▶ **ESERCIZI PROPOSTI**:
(A) Riproduci fedelmente il commento sui mercati dalle parole "Dopo le turbolenze" fino a "tutto il mondo." comprese.
(B) Elenca i nomi propri distinti che compaiono nel commento sui mercati.
(C) Prosegui il commento sui mercati aggiungendo il testo che segue la sua ultima frase.

──────── ESTRATTO ────────

Dopo le turbolenze del 2018, che hanno indotto cali più o meno ampi nella maggior parte delle asset classes di investimento mondiali, il 2019 ha registrato una partenza al fulmicotone nei primi mesi dell’anno, mettendo a segno guadagni consistenti soprattutto sui listini azionari di tutto il mondo.
Non è facile comprendere le ragioni per cui in pochi mesi lo sguardo dell’investitore sia radicalmente mutato, soprattutto perché rimangono molte incertezze in merito a diverse tematiche.
Sul fronte Brexit, ad esempio, si è fatta largo l’ipotesi di un rinvio della scadenza dell’uscita del Regno Unito dall’Unione Europea, visto che entrambe le controparti ritengono eccessivamente azzardato divorziare senza un nuovo accordo di separazione. Al momento, prendere tempo sembra l’unica via percorribile, anche se è difficile pensare che pochi mesi possano permettere al Regno Unito di raggiungere un compromesso in un parlamento che appare più che mai frantumato.

──────── DATI GREZZI ────────

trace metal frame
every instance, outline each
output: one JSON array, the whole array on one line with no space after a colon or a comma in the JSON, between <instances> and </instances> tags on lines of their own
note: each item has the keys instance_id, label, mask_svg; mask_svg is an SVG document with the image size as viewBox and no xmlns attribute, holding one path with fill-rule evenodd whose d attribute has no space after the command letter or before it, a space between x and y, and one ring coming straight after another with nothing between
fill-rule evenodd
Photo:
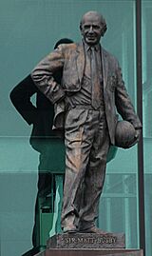
<instances>
[{"instance_id":1,"label":"metal frame","mask_svg":"<svg viewBox=\"0 0 152 256\"><path fill-rule=\"evenodd\" d=\"M142 122L142 0L136 0L136 63L137 63L137 112ZM142 132L138 145L139 222L140 247L145 255L144 223L144 170Z\"/></svg>"}]
</instances>

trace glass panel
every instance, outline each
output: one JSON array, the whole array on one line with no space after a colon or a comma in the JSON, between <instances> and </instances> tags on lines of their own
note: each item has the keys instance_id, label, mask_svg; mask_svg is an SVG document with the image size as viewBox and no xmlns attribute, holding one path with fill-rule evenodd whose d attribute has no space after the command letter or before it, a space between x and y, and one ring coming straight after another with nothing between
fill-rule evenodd
<instances>
[{"instance_id":1,"label":"glass panel","mask_svg":"<svg viewBox=\"0 0 152 256\"><path fill-rule=\"evenodd\" d=\"M142 0L142 105L145 187L145 246L146 255L152 254L152 2Z\"/></svg>"},{"instance_id":2,"label":"glass panel","mask_svg":"<svg viewBox=\"0 0 152 256\"><path fill-rule=\"evenodd\" d=\"M74 41L80 40L80 19L90 10L101 10L106 19L108 30L103 39L103 45L119 59L126 88L133 104L136 105L135 1L1 0L0 248L2 255L21 255L32 246L37 166L39 170L48 171L50 170L49 165L58 162L56 157L51 158L51 163L49 161L55 146L51 148L49 146L47 147L49 149L45 152L48 155L45 162L43 154L39 154L29 147L28 137L32 127L27 125L17 113L9 99L9 94L13 87L30 72L35 64L53 49L56 41L63 37ZM35 99L33 104L35 105ZM60 156L61 154L63 151L59 153ZM150 161L150 158L147 159ZM51 179L50 187L56 183L57 179ZM137 191L137 148L134 147L129 150L119 149L115 159L107 166L98 224L101 228L108 231L124 232L126 247L139 246ZM50 193L54 193L53 189ZM48 196L51 197L50 194ZM38 204L43 205L42 202ZM50 226L52 225L50 207L53 202L51 205L49 202L48 206L47 198L45 204L43 205L45 207L41 207L39 215L36 216L40 223L39 239L42 246L48 235L46 222L49 220ZM39 236L39 232L37 235Z\"/></svg>"}]
</instances>

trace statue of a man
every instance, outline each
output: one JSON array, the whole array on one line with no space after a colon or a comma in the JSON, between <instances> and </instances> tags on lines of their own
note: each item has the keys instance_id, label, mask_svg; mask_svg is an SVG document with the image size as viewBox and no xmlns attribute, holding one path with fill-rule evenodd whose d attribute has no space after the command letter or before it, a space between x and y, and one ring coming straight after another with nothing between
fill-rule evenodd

────────

▶ **SOLUZIONI**:
(A)
Dopo le turbolenze del 2018, che hanno indotto cali più o meno ampi nella maggior parte delle asset classes di investimento mondiali, il 2019 ha registrato una partenza al fulmicotone nei primi mesi dell’anno, mettendo a segno guadagni consistenti soprattutto sui listini azionari di tutto il mondo.

(B) Brexit, Regno Unito, Unione Europea

(C)
Il tema Brexit pertanto sembra ancora lontanissimo da una soluzione, anche se il suo temporaneo congelamento non può che essere un sollievo per i mercati che, si sa, vivono di aspettative con un orizzonte temporale di pochi mesi, visto che le previsioni a lungo termine sono spesso decisamente aleatorie. Troppi sono i fattori imprevedibili che possono mutare lo scenario.
Un altro tema di incertezza riguarda la politica monetaria della banca centrale americana che, dopo un paio di comunicazioni contraddittorie da parte del governatore Powell verso la fine dello scorso anno, sembra ora indirizzata ad una saggia prudenza di analisi dei dati e del quadro economico statunitense, che dovrebbe condurre ad un progressivo esaurimento dei rialzi dei tassi già probabilmente nei prossimi mesi.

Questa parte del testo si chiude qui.